Aim
Count the lines of the material below that contain the word "metal", and reply with only the number.

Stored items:
* Start *

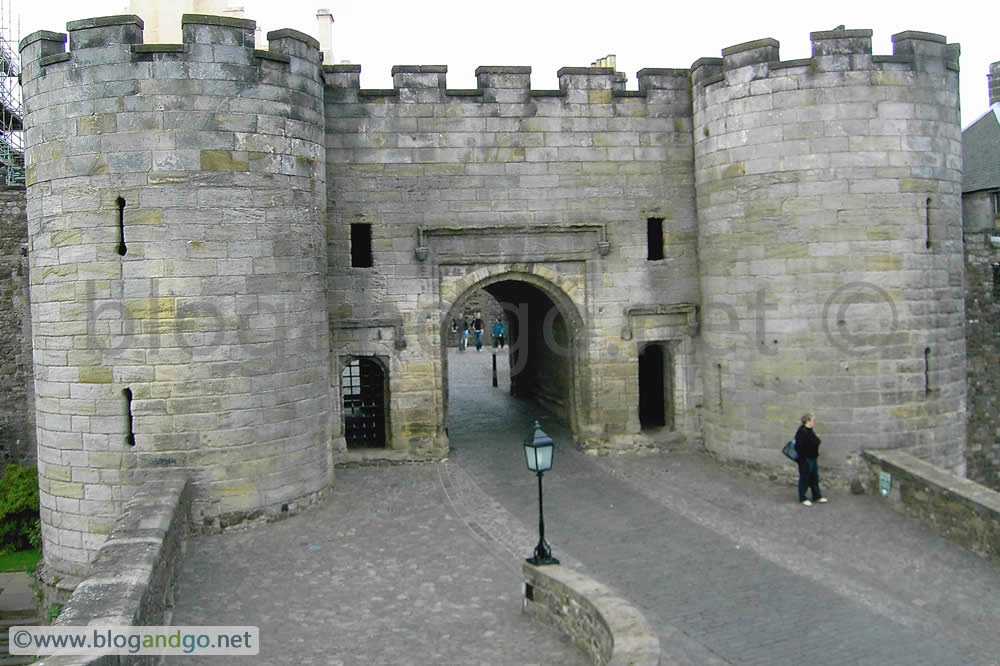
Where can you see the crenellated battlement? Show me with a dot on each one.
(511, 85)
(837, 50)
(206, 39)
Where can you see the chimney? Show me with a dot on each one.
(995, 83)
(325, 20)
(606, 61)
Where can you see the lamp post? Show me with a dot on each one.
(538, 449)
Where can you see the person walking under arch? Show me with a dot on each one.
(807, 446)
(498, 333)
(478, 327)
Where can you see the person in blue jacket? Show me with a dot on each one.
(807, 446)
(498, 333)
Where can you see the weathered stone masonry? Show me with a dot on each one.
(771, 236)
(176, 218)
(17, 427)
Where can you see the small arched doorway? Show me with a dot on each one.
(363, 389)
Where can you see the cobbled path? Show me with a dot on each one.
(420, 564)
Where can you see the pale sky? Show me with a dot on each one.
(548, 35)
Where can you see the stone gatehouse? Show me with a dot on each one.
(240, 258)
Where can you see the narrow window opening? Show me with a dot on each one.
(655, 387)
(719, 366)
(361, 245)
(130, 436)
(927, 370)
(122, 249)
(654, 238)
(927, 219)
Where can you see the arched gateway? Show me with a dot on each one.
(545, 333)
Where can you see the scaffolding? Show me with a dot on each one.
(11, 129)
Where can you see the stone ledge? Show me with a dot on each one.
(608, 628)
(955, 507)
(132, 578)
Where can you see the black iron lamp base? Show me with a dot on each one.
(543, 555)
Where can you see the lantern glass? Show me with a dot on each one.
(538, 448)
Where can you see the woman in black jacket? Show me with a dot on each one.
(807, 446)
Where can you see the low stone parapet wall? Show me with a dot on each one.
(131, 581)
(960, 509)
(605, 626)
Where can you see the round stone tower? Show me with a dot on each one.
(176, 213)
(830, 247)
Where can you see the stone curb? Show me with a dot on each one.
(607, 627)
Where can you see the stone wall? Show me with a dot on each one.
(17, 396)
(982, 331)
(605, 626)
(501, 187)
(955, 507)
(830, 248)
(176, 208)
(132, 579)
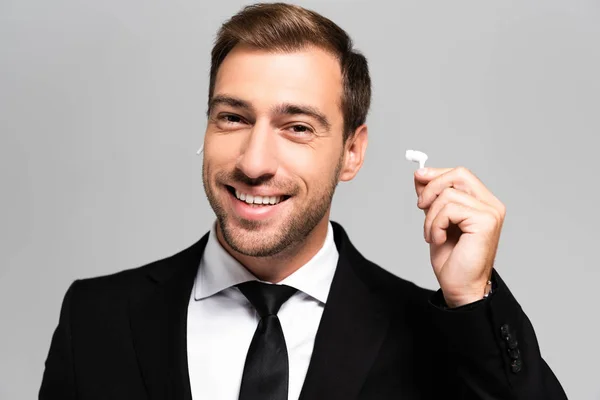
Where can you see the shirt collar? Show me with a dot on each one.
(219, 270)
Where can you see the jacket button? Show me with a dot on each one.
(516, 365)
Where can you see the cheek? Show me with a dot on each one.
(315, 167)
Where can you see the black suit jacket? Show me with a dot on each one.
(123, 336)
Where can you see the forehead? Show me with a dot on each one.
(310, 76)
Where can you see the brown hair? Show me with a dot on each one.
(285, 28)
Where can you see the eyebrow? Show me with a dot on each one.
(297, 109)
(229, 101)
(285, 109)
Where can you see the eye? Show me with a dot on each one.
(230, 118)
(301, 129)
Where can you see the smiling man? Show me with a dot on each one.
(274, 302)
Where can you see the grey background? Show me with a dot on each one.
(102, 109)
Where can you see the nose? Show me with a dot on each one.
(258, 156)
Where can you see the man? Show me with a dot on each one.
(275, 302)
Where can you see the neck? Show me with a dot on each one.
(287, 261)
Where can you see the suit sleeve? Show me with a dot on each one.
(493, 349)
(58, 381)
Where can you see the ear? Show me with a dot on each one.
(354, 153)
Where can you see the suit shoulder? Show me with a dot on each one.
(133, 278)
(389, 285)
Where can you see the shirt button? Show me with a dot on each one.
(514, 353)
(516, 365)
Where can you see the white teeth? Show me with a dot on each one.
(250, 199)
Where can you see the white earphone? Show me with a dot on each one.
(416, 156)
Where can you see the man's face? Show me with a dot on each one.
(274, 135)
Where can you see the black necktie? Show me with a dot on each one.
(266, 371)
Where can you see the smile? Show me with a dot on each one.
(259, 200)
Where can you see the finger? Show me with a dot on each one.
(468, 220)
(424, 175)
(451, 213)
(461, 179)
(449, 195)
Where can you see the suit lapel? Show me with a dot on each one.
(158, 317)
(352, 329)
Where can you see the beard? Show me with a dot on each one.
(246, 237)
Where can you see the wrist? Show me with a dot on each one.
(462, 299)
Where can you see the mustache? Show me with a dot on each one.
(265, 181)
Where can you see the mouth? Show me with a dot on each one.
(256, 201)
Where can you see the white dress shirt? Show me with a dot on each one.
(221, 321)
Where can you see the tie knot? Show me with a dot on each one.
(266, 298)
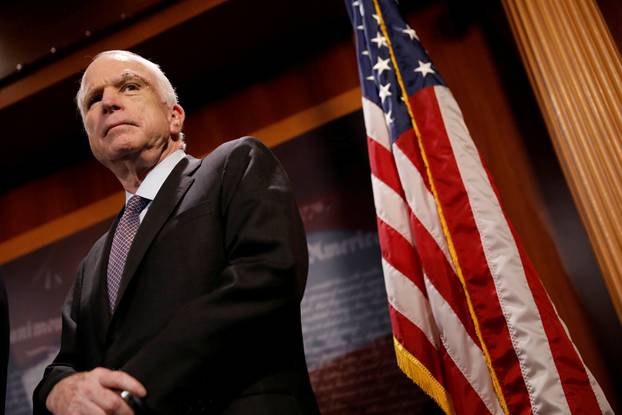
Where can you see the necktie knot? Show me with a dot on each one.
(136, 204)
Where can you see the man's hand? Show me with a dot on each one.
(95, 392)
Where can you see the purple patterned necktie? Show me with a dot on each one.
(123, 237)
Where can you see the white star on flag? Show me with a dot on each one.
(358, 4)
(424, 68)
(382, 65)
(384, 91)
(410, 32)
(380, 40)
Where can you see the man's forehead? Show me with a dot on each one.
(110, 70)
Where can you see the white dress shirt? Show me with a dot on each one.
(154, 180)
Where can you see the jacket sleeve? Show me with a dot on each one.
(66, 361)
(225, 337)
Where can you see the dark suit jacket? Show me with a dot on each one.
(208, 313)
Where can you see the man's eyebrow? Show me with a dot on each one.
(125, 76)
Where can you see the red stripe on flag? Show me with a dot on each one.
(383, 166)
(441, 275)
(574, 379)
(400, 254)
(415, 341)
(407, 142)
(466, 238)
(465, 399)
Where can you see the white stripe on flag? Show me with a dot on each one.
(391, 208)
(467, 355)
(421, 201)
(410, 302)
(519, 309)
(375, 124)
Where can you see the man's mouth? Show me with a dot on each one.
(117, 124)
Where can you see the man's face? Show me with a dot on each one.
(123, 113)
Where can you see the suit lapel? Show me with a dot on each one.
(169, 195)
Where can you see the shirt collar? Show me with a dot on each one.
(157, 176)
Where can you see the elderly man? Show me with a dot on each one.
(191, 302)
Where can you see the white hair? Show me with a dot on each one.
(162, 85)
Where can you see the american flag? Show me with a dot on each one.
(472, 323)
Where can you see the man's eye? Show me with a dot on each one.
(130, 87)
(92, 100)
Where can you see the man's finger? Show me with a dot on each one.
(122, 381)
(111, 402)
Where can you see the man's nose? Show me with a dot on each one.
(110, 101)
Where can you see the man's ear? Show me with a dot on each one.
(177, 117)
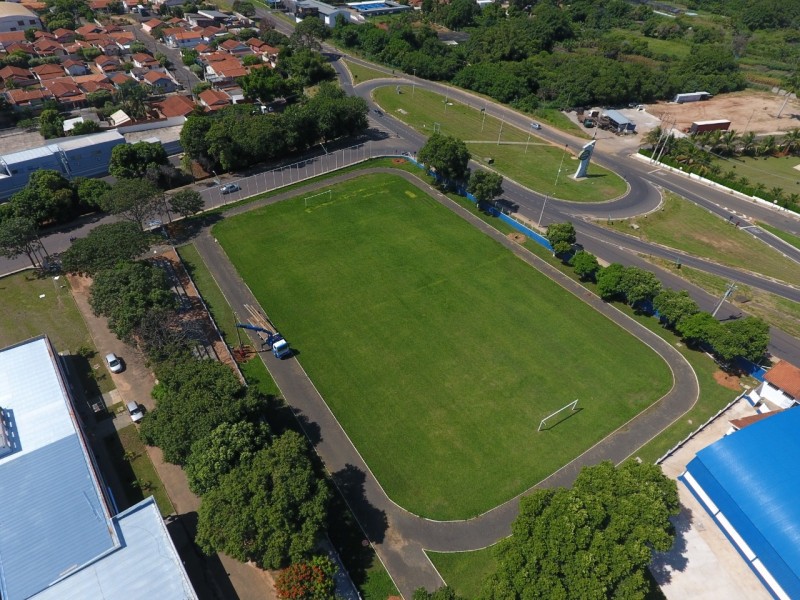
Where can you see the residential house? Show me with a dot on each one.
(151, 24)
(184, 39)
(235, 47)
(66, 92)
(62, 36)
(214, 99)
(27, 98)
(781, 387)
(140, 59)
(74, 67)
(47, 47)
(108, 64)
(17, 76)
(48, 71)
(160, 81)
(175, 106)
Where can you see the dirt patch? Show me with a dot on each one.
(747, 111)
(729, 381)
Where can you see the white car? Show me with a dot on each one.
(114, 363)
(135, 411)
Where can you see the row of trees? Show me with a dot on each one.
(235, 138)
(641, 289)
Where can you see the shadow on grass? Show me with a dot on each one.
(207, 573)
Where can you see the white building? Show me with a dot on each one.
(15, 17)
(781, 386)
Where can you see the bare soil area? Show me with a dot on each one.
(747, 111)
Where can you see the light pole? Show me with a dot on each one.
(541, 214)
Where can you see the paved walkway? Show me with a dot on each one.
(398, 536)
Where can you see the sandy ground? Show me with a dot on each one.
(702, 563)
(747, 111)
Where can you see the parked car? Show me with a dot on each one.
(230, 188)
(114, 363)
(135, 411)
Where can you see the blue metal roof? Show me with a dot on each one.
(753, 478)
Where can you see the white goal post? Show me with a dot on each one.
(571, 405)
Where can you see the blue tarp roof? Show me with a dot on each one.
(753, 477)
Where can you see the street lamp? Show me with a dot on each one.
(541, 214)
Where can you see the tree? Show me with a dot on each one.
(307, 580)
(105, 247)
(186, 202)
(269, 511)
(19, 235)
(131, 161)
(446, 156)
(194, 397)
(134, 200)
(561, 237)
(443, 593)
(51, 124)
(673, 306)
(226, 447)
(747, 337)
(485, 185)
(585, 265)
(609, 281)
(639, 285)
(593, 541)
(127, 294)
(698, 329)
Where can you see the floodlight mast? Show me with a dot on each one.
(572, 405)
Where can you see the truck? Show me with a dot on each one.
(715, 125)
(270, 339)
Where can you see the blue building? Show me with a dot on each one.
(749, 482)
(81, 156)
(61, 537)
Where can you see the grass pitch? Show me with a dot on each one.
(436, 348)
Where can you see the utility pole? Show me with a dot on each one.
(728, 291)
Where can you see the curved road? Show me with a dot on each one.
(400, 537)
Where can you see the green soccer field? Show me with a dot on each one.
(438, 350)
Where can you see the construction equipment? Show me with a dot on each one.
(267, 332)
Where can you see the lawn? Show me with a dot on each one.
(771, 171)
(465, 571)
(683, 225)
(135, 470)
(525, 158)
(436, 348)
(361, 73)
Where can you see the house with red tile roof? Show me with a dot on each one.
(108, 64)
(18, 76)
(48, 71)
(162, 81)
(214, 99)
(175, 106)
(74, 67)
(27, 98)
(781, 386)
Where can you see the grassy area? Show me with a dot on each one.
(413, 326)
(771, 171)
(685, 226)
(361, 73)
(786, 237)
(465, 571)
(136, 471)
(534, 165)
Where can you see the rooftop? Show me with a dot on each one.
(785, 376)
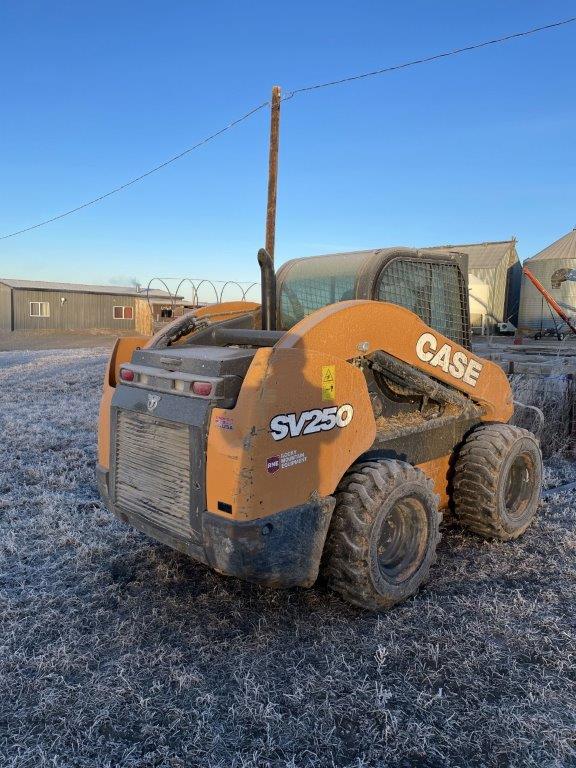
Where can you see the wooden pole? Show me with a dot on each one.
(273, 169)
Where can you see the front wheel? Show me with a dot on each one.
(383, 535)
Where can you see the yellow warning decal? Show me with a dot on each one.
(328, 382)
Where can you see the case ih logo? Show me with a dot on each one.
(273, 464)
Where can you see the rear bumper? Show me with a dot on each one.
(281, 550)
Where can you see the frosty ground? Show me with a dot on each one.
(116, 651)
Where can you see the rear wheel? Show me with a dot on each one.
(383, 535)
(497, 481)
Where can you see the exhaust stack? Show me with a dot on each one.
(268, 279)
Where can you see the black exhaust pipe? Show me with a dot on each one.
(268, 278)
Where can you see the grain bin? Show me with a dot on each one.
(534, 312)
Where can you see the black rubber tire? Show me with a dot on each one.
(369, 515)
(498, 468)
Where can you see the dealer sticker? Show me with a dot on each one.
(284, 461)
(224, 422)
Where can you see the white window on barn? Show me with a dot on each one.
(39, 309)
(123, 313)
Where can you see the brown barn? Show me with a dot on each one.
(34, 305)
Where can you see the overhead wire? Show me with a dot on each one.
(289, 95)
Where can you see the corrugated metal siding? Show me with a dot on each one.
(80, 311)
(533, 309)
(5, 308)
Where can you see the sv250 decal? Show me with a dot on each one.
(310, 422)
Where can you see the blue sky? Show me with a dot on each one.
(473, 148)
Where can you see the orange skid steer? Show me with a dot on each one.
(324, 430)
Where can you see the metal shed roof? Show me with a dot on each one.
(114, 290)
(564, 248)
(480, 255)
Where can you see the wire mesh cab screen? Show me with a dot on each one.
(433, 291)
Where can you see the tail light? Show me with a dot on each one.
(203, 388)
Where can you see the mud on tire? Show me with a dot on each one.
(383, 535)
(497, 481)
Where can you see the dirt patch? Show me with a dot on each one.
(116, 651)
(27, 340)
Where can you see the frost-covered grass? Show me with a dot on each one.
(116, 651)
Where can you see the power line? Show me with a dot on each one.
(289, 95)
(428, 59)
(142, 176)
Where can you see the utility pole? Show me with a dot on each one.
(273, 169)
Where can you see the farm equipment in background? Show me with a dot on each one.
(557, 279)
(324, 430)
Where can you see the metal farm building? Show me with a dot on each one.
(30, 305)
(495, 275)
(534, 312)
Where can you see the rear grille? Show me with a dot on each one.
(152, 471)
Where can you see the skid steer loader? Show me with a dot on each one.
(324, 430)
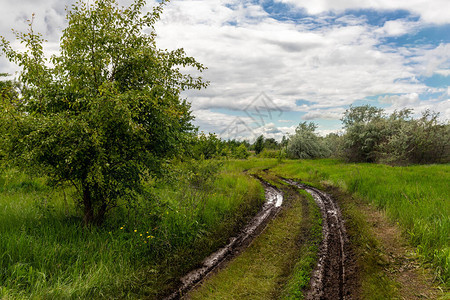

* End *

Response below
4